━━ Data records ━━

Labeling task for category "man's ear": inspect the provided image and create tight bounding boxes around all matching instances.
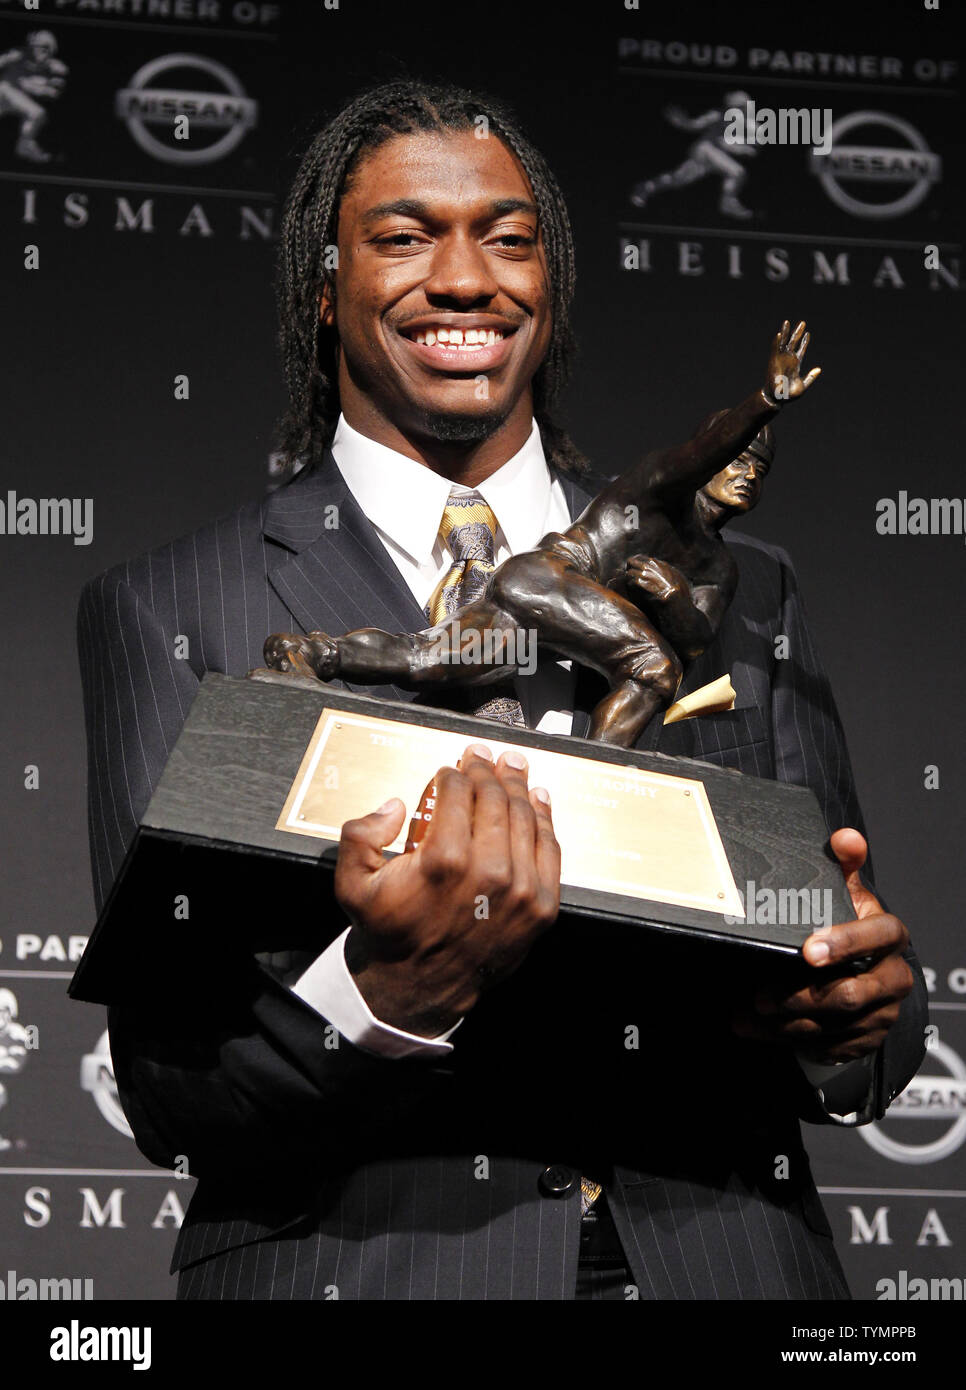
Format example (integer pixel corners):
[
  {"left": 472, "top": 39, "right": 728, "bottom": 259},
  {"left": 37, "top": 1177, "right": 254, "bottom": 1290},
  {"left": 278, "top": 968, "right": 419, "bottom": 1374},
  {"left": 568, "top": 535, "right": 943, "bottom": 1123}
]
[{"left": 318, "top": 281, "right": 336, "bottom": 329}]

━━━

_Prompt_
Keep the pictures out and transcribe the entries exactly.

_Task result_
Labeling task for category "man's ear": inspect the provided image and create tight bounding boxes around all matching instances.
Format example (integer pixel corners):
[
  {"left": 472, "top": 39, "right": 728, "bottom": 259},
  {"left": 37, "top": 1177, "right": 254, "bottom": 1290},
  {"left": 278, "top": 968, "right": 419, "bottom": 1374},
  {"left": 568, "top": 535, "right": 943, "bottom": 1123}
]
[{"left": 318, "top": 281, "right": 336, "bottom": 329}]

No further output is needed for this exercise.